• **Records for this task**:
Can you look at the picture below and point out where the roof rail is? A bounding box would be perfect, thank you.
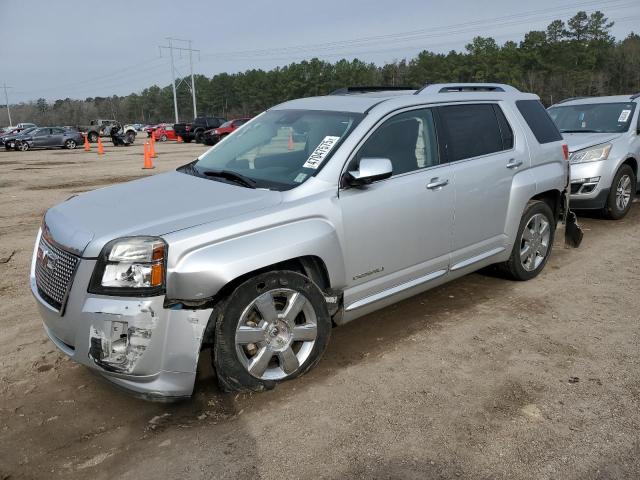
[556,97,589,105]
[329,86,416,95]
[415,83,520,95]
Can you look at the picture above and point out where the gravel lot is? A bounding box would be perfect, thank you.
[0,139,640,480]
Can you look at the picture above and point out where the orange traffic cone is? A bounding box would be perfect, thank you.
[142,142,155,170]
[149,135,158,158]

• **The problem**: Revise the material above so that every instance of "bounding box" becomes "rectangle", with all other wording left unchanged. Omit the pictures from your version.

• **Expected output**:
Can you look at the picture below and point out where the roof rail is? A rectangle would be perfect, thank you.
[556,97,589,105]
[329,86,416,95]
[415,83,520,95]
Can you look at the picture above and point out where the gravel lot is? A rectangle would be perfect, thank you.
[0,139,640,480]
Can you look at the picture above and point out where the orange traffic cone is? A rectangle would be perfect, thank you.
[142,142,155,170]
[149,135,158,158]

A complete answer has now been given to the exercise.